## Texte source

======

Le Gouvernement a revu de 0,8 point à la baisse sa trajectoire de croissance sur la période 2023-2025, les hypothèses sous-jacentes sur les comportements d’épargne et d’investissement des ménages et d’investissement des entreprises étant remises en cause par les tendances récentes : après une croissance de 0,9 % en 2023 (contre 1 % prévu en LPFP), il prévoit désormais une croissance de 1,0 % en 2024 (au lieu de 1,4 %) et 1,4 % en 2025 (au lieu de 1,7 %).
Le Gouvernement a aussi révisé, mais à la marge, son évaluation du PIB potentiel, ce qui se traduit par un écart de production qui reste négatif jusqu’en 2027. Le maintien sur une longue période (8 ans depuis 2020) d’un écart de production négatif est une configuration qui ne s’observe jamais dans les évaluations ex post de l’écart de production. Ceci conforte le diagnostic du Haut Conseil que la trajectoire de PIB potentiel retenue dans la prévision du Gouvernement est surévaluée. Il y a donc un risque important que l’évaluation du PIB potentiel par le Gouvernement soit révisée ultérieurement à la baisse, et donc que la part structurelle du déficit le soit à la hausse.
La nouvelle trajectoire de finances publiques présentée dans ce Programme de stabilité est nettement plus dégradée que dans la LPFP. Dès 2023, première année de la LPFP, le déficit public (5,5 points de PIB) et la dette publique (110,6 points de PIB) sont beaucoup plus élevés que prévu dans la LPFP (de 0,6 et 0,9 point de PIB respectivement). C’est aussi le cas en 2024, où le déficit (-5,1 points de PIB) est prévu en hausse de 0,7 point par rapport à la LPFP, malgré des mesures d’économies prises en compte dans la prévision. La cible de déficit public pour 2027 a également été relevée (2,9 points de PIB au lieu de 2,7 points), même si le Gouvernement maintient l’objectif d’un retour sous 3 points de PIB à cet horizon. Compte tenu de la dégradation des prévisions de finances publiques en 2023 et 2024, elle est beaucoup plus exigeante que celle de la LPFP.

======

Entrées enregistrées
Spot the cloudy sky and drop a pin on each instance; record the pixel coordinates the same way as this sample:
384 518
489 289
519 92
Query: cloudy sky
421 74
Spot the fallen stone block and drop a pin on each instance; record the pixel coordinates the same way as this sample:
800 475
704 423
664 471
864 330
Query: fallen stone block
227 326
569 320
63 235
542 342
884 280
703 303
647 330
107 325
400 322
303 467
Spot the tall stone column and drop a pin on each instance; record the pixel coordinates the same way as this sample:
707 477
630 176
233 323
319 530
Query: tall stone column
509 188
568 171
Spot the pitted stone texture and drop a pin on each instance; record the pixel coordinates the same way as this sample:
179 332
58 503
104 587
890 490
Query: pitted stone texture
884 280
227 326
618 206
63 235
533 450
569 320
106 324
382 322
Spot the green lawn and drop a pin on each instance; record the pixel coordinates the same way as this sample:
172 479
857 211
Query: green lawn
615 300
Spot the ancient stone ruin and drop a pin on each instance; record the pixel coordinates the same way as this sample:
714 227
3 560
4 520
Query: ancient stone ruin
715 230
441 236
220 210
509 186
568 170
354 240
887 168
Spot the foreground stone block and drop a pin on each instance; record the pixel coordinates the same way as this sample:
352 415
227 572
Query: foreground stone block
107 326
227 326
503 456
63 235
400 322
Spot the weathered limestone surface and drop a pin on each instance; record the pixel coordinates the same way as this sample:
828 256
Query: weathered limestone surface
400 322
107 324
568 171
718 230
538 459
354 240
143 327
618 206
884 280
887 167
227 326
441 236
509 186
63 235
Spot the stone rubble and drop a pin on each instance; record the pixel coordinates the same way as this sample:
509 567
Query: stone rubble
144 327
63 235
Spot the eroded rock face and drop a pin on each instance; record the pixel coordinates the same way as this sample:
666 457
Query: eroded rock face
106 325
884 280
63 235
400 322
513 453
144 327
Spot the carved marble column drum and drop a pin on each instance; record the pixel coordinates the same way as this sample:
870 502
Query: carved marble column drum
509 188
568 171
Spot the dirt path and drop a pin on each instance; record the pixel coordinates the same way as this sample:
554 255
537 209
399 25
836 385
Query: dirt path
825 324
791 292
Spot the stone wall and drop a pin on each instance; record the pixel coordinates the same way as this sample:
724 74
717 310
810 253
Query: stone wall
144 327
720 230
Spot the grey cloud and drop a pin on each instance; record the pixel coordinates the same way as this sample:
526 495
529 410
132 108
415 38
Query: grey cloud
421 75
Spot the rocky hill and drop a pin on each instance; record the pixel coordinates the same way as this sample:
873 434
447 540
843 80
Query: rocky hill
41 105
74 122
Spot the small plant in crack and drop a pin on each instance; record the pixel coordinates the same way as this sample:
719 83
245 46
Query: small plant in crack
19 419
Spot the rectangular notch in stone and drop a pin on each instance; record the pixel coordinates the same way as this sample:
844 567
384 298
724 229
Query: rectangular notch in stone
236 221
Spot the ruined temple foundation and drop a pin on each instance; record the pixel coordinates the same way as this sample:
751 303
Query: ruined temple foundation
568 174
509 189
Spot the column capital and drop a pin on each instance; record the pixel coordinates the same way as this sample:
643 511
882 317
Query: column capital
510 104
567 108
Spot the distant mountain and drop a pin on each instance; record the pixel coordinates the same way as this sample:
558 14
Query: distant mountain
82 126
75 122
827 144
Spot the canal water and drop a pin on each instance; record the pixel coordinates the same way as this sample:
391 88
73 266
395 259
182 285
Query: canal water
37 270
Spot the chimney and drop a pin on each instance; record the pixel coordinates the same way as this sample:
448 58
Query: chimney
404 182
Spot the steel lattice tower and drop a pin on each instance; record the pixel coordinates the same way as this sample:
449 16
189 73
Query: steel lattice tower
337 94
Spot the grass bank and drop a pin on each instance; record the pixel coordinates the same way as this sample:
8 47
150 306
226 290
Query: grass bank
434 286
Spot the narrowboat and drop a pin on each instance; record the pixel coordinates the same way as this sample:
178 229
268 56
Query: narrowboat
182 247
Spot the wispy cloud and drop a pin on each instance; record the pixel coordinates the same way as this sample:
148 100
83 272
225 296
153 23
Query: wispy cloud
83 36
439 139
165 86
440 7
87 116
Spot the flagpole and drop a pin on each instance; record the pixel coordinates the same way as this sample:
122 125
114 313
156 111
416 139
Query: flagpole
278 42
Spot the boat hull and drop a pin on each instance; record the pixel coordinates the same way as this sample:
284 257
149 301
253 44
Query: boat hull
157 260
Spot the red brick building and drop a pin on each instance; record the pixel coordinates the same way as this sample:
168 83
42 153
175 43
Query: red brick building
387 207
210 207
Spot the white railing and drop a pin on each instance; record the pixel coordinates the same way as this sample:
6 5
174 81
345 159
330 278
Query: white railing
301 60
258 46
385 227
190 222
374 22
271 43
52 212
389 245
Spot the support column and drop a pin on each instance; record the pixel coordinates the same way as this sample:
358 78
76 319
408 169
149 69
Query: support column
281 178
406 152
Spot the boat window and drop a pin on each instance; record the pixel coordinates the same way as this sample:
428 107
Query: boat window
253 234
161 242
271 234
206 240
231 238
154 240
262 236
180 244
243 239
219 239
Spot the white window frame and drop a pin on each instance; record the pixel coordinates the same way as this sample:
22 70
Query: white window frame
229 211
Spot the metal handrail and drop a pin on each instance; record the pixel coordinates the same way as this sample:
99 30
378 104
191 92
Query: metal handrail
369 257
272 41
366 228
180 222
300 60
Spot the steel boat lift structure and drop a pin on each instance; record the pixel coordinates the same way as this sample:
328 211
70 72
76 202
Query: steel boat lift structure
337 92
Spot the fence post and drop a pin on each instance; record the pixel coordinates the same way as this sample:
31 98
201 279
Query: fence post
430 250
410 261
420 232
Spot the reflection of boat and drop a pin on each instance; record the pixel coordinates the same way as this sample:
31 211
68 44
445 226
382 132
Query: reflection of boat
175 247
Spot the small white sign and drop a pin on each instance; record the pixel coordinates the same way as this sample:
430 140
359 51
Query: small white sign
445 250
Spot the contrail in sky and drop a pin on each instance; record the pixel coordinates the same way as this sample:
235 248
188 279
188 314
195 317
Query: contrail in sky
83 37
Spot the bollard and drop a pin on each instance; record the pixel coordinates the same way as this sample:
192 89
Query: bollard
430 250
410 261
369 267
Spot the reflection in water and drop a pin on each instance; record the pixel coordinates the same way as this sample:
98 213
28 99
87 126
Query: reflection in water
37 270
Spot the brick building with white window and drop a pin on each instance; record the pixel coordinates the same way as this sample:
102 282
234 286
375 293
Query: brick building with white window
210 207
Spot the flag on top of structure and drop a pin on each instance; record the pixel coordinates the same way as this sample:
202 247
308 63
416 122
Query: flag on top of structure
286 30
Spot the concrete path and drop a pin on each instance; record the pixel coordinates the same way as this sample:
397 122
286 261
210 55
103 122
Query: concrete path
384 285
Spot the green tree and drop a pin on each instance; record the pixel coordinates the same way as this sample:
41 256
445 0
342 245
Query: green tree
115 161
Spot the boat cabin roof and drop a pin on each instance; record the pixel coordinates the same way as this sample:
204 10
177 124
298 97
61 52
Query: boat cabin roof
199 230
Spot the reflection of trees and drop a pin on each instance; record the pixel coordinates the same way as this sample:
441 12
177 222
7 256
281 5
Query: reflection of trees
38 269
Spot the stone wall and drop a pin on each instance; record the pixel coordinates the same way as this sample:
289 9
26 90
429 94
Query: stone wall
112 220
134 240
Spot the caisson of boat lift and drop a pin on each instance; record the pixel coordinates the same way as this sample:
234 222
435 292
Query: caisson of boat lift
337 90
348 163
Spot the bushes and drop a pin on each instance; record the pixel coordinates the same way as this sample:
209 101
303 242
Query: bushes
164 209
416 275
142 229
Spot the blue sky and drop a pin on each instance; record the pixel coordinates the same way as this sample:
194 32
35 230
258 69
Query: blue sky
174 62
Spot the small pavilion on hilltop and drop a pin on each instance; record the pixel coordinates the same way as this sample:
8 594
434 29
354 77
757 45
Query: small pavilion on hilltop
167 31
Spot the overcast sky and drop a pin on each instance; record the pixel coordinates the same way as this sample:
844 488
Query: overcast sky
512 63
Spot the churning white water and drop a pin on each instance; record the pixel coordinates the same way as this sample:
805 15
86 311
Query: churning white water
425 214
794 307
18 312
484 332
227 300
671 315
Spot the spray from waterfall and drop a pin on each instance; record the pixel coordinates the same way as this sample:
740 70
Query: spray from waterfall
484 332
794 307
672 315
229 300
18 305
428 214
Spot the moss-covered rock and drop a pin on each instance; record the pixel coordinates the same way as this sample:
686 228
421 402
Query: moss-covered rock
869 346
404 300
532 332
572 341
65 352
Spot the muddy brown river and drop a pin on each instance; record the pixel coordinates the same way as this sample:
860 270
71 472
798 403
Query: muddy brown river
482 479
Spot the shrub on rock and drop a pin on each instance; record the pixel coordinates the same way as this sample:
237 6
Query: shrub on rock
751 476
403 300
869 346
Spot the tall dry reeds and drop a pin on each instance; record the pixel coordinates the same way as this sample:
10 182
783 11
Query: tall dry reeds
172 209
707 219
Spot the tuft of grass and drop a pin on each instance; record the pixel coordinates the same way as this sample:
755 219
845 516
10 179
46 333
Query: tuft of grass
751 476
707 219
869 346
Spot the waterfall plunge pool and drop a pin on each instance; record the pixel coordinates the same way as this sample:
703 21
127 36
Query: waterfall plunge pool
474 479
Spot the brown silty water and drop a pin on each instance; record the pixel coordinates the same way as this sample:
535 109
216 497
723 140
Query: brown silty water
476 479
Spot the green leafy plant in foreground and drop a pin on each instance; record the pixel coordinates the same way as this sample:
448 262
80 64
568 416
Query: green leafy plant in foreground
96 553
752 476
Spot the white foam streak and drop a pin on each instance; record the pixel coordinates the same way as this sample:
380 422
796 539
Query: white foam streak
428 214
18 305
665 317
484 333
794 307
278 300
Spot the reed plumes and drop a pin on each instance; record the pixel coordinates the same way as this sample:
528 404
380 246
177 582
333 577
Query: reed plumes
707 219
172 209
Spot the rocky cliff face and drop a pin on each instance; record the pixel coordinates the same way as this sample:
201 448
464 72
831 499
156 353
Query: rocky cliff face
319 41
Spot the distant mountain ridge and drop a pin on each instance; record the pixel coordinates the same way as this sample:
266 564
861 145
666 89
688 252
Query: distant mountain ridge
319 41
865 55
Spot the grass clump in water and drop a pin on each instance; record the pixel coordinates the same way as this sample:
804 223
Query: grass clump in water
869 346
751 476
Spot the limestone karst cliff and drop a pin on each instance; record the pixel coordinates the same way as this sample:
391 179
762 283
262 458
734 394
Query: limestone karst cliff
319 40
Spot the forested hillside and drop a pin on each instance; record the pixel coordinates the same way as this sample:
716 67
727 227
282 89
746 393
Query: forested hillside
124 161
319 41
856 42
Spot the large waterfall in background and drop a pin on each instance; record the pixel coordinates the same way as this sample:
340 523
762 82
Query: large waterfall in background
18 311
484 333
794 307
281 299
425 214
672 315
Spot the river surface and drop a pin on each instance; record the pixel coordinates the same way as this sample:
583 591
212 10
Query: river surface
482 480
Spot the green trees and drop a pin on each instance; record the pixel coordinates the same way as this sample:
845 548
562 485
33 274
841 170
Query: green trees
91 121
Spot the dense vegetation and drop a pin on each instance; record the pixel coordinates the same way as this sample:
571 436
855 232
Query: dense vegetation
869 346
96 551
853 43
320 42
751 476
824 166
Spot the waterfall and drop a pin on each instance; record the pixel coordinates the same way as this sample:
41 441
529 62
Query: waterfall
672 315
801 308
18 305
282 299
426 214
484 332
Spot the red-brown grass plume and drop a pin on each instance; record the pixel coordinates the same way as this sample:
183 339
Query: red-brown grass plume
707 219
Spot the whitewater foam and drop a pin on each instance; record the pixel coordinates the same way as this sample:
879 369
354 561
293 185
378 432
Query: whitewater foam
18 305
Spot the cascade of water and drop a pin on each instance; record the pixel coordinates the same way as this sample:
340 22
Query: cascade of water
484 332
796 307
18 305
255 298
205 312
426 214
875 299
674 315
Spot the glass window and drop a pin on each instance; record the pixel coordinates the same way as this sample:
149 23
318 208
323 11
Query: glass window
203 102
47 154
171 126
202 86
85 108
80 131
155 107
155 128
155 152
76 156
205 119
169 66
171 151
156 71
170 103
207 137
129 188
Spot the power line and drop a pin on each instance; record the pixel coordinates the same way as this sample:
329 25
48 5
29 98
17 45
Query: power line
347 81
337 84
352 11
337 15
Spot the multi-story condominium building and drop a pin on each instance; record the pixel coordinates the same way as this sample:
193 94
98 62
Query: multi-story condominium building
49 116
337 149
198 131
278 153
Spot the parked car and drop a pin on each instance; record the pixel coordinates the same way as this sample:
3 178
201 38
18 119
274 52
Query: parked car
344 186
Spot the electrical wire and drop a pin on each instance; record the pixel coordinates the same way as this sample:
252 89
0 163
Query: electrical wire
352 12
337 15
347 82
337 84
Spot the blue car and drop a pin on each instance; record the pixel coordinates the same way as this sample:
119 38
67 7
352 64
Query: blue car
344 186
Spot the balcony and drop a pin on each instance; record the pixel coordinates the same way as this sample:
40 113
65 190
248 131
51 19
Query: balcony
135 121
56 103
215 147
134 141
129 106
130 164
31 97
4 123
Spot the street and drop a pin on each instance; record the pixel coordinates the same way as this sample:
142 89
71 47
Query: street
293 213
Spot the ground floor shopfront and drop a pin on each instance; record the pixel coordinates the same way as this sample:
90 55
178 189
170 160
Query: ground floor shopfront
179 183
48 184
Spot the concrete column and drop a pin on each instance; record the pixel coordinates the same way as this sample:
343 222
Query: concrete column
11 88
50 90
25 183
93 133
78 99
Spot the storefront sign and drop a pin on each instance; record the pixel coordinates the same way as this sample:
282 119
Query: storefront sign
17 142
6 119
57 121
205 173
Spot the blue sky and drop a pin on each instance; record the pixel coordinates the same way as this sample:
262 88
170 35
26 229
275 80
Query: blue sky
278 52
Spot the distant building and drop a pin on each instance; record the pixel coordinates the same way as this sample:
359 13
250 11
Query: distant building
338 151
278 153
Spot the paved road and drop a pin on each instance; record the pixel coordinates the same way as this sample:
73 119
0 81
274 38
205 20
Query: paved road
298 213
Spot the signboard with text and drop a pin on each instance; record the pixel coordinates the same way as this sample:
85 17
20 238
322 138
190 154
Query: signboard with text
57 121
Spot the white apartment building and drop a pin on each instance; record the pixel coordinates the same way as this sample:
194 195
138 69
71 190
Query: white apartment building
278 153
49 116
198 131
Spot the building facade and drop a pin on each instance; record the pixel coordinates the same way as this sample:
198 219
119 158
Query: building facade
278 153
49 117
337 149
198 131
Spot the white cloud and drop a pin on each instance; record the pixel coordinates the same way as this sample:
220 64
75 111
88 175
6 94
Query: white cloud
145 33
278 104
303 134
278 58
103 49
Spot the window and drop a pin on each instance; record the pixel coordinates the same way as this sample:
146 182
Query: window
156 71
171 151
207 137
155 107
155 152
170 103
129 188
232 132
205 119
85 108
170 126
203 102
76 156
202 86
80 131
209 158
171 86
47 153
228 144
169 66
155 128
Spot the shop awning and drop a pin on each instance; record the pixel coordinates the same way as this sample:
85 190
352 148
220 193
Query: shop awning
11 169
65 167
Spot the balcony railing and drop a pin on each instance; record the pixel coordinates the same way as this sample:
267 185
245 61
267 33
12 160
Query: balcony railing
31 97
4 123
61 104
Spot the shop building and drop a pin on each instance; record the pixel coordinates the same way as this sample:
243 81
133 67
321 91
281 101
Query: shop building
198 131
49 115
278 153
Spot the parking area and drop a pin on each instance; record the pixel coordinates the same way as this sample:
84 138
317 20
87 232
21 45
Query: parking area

======

## Travail à faire
1. Dans le texte source, transformez en liste courte le paragraphe qui commence par « La nouvelle trajectoire de finances publiques », sans perdre ses faits principaux.
2. D'après le texte source, quelle croissance le Gouvernement prévoit-il maintenant pour 2025 ?

## Réponses
1.
- La trajectoire des finances publiques est nettement plus dégradée que dans la LPFP.
- 2023 : le déficit public atteint 5,5 points de PIB et la dette 110,6 points, soit 0,6 et 0,9 point de plus que prévu.
- 2024 : le déficit est prévu à 5,1 points de PIB, 0,7 point au-dessus de la LPFP, malgré des mesures d'économies.
- 2027 : la cible de déficit passe de 2,7 à 2,9 points de PIB. L'objectif de revenir sous 3 points est maintenu.
- Avec la dégradation de 2023 et 2024, cette cible est beaucoup plus exigeante que celle de la LPFP.

2. 1,4 %, au lieu de 1,7 %.